> _The problem_: Only the lines below between the ones containing "column 218, row 330" and "column 286, row 128", inclusive, are to be reproduced, each exactly as it stands.
========================
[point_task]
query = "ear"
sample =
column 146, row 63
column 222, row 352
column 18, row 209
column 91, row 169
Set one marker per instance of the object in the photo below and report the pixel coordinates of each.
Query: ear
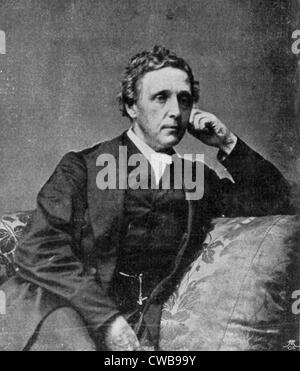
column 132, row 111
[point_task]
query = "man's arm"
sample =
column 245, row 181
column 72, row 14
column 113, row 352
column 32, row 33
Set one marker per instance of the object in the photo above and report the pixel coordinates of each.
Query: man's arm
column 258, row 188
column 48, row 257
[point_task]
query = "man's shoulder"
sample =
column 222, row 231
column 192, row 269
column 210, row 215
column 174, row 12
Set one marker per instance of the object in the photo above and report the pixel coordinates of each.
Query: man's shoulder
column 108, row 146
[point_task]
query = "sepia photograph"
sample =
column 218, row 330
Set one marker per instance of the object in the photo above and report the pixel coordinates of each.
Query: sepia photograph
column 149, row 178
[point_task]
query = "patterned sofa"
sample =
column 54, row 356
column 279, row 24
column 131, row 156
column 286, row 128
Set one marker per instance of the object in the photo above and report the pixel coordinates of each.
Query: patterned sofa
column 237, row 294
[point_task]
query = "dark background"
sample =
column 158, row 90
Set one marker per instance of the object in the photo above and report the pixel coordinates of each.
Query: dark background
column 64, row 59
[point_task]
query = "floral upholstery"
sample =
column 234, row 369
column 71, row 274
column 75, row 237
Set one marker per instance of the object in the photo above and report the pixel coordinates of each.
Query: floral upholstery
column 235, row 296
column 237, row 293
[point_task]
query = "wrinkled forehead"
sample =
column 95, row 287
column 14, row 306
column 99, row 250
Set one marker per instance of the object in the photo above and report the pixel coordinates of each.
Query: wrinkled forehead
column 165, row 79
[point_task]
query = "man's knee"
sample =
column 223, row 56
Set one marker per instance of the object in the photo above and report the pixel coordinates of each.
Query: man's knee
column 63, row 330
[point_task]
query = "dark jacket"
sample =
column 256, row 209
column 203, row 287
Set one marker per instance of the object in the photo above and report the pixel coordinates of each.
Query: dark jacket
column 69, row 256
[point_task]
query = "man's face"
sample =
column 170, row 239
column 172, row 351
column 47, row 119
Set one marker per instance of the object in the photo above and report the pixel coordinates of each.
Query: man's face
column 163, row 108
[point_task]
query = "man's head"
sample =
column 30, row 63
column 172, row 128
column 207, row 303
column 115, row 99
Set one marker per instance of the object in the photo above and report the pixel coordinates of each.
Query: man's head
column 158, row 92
========================
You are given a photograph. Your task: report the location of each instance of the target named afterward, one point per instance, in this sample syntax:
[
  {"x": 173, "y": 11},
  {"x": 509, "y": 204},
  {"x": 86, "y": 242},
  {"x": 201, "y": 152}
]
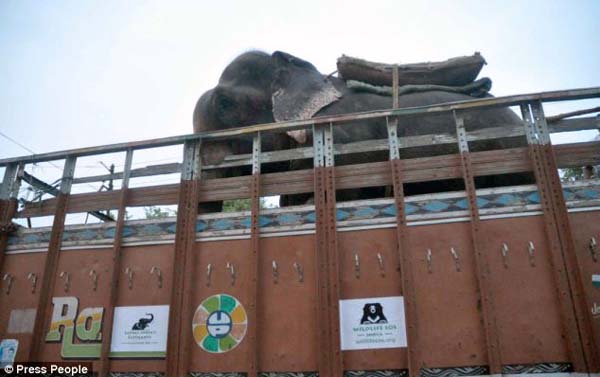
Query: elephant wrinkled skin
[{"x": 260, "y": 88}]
========================
> _Written response_:
column 218, row 330
Set one marker per instance of the object in the photo above and report the pixel coordinates of each.
Query: sepia photograph
column 149, row 178
[point_task]
query = "patterned sofa"
sample =
column 54, row 356
column 279, row 24
column 131, row 156
column 286, row 128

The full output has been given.